• _Supplied passage_
- Promotional poster
- Genre: Historical drama
- Based on: Roots: The Saga of an American Family by Alex Haley
- Written by: Lawrence Konner; Mark Rosenthal; Alison McDonald; Charles Murray;
- Directed by: Bruce Beresford; Thomas Carter; Phillip Noyce; Mario Van Peebles;
- Starring: Malachi Kirby; Forest Whitaker; Anna Paquin; Laurence Fishburne; Jonathan Rhys Meyers; Anika Noni Rose; T.I.; Chad L. Coleman; Emayatzy Corinealdi; Matthew Goode; Derek Luke; Mekhi Phifer; James Purefoy; Erica Tazel; Regé-Jean Page; Lane Garrison;
- Narrated by: Ike Amadi
- Country of origin: United States
- Original language: English
- No. of episodes: 4

Production
- Executive producers: Will Packer; Marc Toberoff; Mark Wolper; LeVar Burton; Korin Huggins; Dirk Hoogstra; Michael Stiller;
- Producers: Ann Kindberg; George Parra; Alissa M. Kantrow;
- Cinematography: Peter Menzies, Jr. Sharone Meir
- Editor: James Wilcox
- Running time: 386 minutes
- Production companies: The Wolper Organization; Will Packer Productions; Marctoberoff Productions; A+E Studios;

Original release
- Network: History Channel
- Release: May 30 – June 2, 2016

= Roots (2016 miniseries) =

2016 American miniseries

Roots is a 2016 American miniseries and a remake of the 1977 miniseries with the same name, based on Alex Haley's 1976 novel, Roots: The Saga of an American Family, which follows an 18th-century Mandinka man who is enslaved and shipped from The Gambia to the Colony of Virginia, and his descendants. It first aired on May 30, 2016, and stars Malachi Kirby, Forest Whitaker, Anna Paquin, Laurence Fishburne, Jonathan Rhys Meyers, Anika Noni Rose, T.I. and South African actress Nokuthula Ledwaba. It was produced on a budget of $50 million.

==Plot==
Part 1

In 1767, Kunta Kinte (Malachi Kirby) is a young Mandinka man from Jufureh in The Gambia, a country in West Africa. One day, Kunta is taken into the jungle with other Mandinka youth as part of their training to become warriors. During a test where Kunta is made to run through the jungle in a certain period of time, he sees a man's dead body lying in a canoe. Kunta then sees the rival Koro family in another group of canoes, hunting for slaves to sell to European slave traders. After returning home, Kunta reports his discovery to his teachers, who decided in light of this information that Kunta's training must come to an end. After undergoing an initiation ceremony and becoming a warrior, Kunta tells his father that he wishes to attend a university in Timbuktu; in response to his father disagreeing with him, Kunta runs off into the jungle where he meets up with his lover, Jinna. The two are suddenly surrounded by the Koro family, who intend to ransom Kunta back to his relatives. However, Kunta manages to escape, killing one of the Koro family in the process before being recaptured. The Koro family subsequently decide to sell Kunta and Jinna to the crew of the Lord Ligonier, a British slave ship.

• _Problem_
Answer from the Roots entry:
1. Which network aired the miniseries?
2. What budget was it produced on?
3. What British slave ship are Kunta and Jinna sold to?
The data that follow come from a separate source unrelated to the Roots entry.

• _Data_

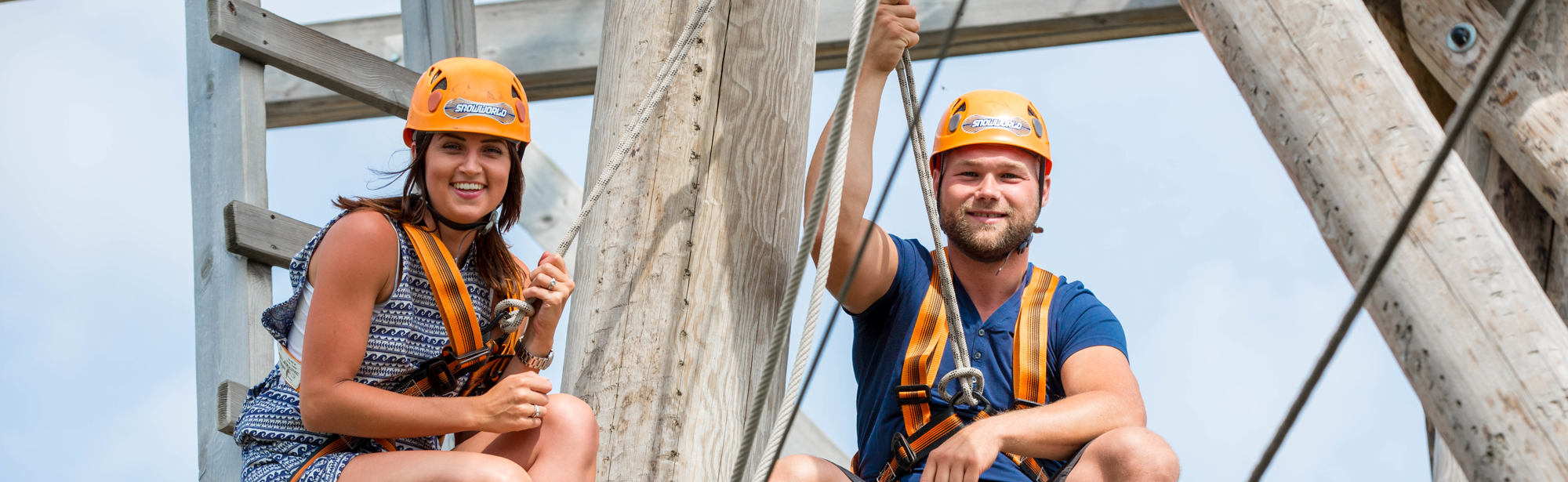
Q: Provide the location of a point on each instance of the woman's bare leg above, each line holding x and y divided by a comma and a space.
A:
573, 447
430, 467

• _Written answer_
1. History Channel
2. $50 million
3. The Lord Ligonier